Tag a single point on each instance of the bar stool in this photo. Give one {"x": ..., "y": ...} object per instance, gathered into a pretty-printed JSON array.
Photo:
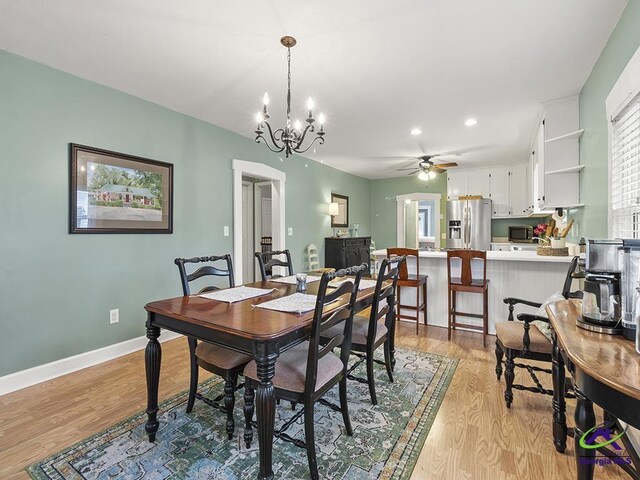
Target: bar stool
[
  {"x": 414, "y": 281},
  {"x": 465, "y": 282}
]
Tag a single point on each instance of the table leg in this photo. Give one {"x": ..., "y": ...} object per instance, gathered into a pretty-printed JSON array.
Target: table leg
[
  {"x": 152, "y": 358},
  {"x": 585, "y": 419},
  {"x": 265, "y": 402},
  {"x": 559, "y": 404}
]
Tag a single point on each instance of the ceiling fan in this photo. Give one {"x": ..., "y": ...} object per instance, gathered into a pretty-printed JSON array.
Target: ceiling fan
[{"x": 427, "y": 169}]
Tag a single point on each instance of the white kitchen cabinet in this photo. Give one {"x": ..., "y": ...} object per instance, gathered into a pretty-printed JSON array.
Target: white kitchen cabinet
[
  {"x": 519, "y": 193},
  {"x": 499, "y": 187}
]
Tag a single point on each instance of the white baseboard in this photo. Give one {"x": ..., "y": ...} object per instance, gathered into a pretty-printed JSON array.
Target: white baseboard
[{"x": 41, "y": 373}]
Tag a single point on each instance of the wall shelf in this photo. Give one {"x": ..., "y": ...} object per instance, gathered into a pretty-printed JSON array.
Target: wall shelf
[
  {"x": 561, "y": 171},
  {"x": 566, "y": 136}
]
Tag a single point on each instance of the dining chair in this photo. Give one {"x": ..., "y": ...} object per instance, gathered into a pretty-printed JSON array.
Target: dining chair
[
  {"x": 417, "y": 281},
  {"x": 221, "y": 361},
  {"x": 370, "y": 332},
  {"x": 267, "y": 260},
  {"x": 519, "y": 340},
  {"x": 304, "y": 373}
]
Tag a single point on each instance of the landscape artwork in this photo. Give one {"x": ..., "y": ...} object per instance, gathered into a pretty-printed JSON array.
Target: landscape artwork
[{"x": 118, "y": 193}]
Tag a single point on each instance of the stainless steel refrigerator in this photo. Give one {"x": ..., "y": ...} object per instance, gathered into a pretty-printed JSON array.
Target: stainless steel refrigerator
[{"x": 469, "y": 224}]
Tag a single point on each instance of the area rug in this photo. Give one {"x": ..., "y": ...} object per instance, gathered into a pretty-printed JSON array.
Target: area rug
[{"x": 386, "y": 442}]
▬▬▬▬▬▬▬▬▬▬
After locating the line holding "Tag a single point on each instance of the white baseboard" above, output exactly that line and every line after it through the line holding "Tag a single point on each instance of the dining". Include nothing else.

Tag a single point on each instance of the white baseboard in this photo. Give one {"x": ..., "y": ...} object per instance, gathered into a pretty-printed JSON array.
Target: white baseboard
[{"x": 41, "y": 373}]
Tag a single point on each instance of the wall shelf in this photo. Give one {"x": ..., "y": ...} object per instance, gathered into a pretty-printed JSON array.
Target: wall shelf
[
  {"x": 561, "y": 171},
  {"x": 566, "y": 136}
]
Tag a single point on each instance of the dining chair in this photo. Give one {"x": ..., "y": ...} object per instance, gathered into a pretty-printed JSON array.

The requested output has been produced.